Karl Meltzer: It’s pretty bittersweet to help put a race together like this and actually win the money. I never thought I would. We saw in the other interview that I really didn’t expect myself to come out on top, but I ran my own race like I always do.

iRF: You surprised a lot of people including yourself and me.

Meltzer: Including you, yeah. You know, if you look at a race like this—the dynamics—it’s a fast race, there’s a lot of competition. So everybody kind of pans off everyone else and plays off everyone else. I didn’t do that. I did my own thing because I didn’t have pressure on myself to win. I think that helped me a ton. I took the lead about mile 70 and that’s about where the race usually starts. How perfect could that have been? It all clicked.

iRF: So you weren’t playing coy in your interview and in your own odds?

Meltzer: No, I just figured, “Do your own thing, Karl. Run your own race, and if you’re in it then great.” I kind of knew I was in the race when I moved into top 5 at Cow Creek after mile 30. I didn’t feel that great up to mile 30, but it started to roll. I started running up the hill. Then I caught [Timothy] Olson and I caught [Mike] Wolfe, and I was like, “Huh, now I’m in fourth.” I started to calculate the numbers—well, that’s $2,500. I started to do that, and I realized I was in the race. I was like, “Okay, I can hang with these guys.” Then I still just was telling myself, “Exercise patience. Exercise patience.” That’s what I did. It all just… gosh, if I were to write a book, that’s exactly how I would have written the book—how it would have gone.

iRF: I saw you at the high school I think it was the second time. You were in fourth at that point and well off the lead time-wise, considerably off the lead.

Meltzer: I think Dave [James] had 20 minutes on it?

iRF: Yeah, at that point I knew you were top 2. The only person that could beat you at that point was Dylan [Bowman], because Dylan still looked really strong at that point.

Meltzer: Again, I expected Dave James to go fast like that. He told me later on, “Well, I wanted to build a lead.” Well, you don’t build a lead at mile 30 of 100 or at mile 40 or whatever.
= = =
• [Set exercise a]:
Find and copy each line of the records that contains the string "more". Case counts.

Stored data entries
= = =
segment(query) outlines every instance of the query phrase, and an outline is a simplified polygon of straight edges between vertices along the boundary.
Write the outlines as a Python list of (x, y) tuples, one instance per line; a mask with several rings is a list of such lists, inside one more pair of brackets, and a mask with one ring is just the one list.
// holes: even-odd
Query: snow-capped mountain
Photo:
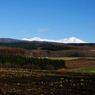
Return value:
= = =
• [Set exercise b]:
Rewrite the interview starting at "Karl Meltzer: It’s" and ending at "It all clicked.", with "competition" changed to "rivalry".

• [Reply a]:
Write the outlines as a Python list of (x, y) tuples, one instance per line; a mask with several rings is a list of such lists, inside one more pair of brackets, and a mask with one ring is just the one list.

• [Reply b]:
Karl Meltzer: It’s pretty bittersweet to help put a race together like this and actually win the money. I never thought I would. We saw in the other interview that I really didn’t expect myself to come out on top, but I ran my own race like I always do.

iRF: You surprised a lot of people including yourself and me.

Meltzer: Including you, yeah. You know, if you look at a race like this—the dynamics—it’s a fast race, there’s a lot of rivalry. So everybody kind of pans off everyone else and plays off everyone else. I didn’t do that. I did my own thing because I didn’t have pressure on myself to win. I think that helped me a ton. I took the lead about mile 70 and that’s about where the race usually starts. How perfect could that have been? It all clicked.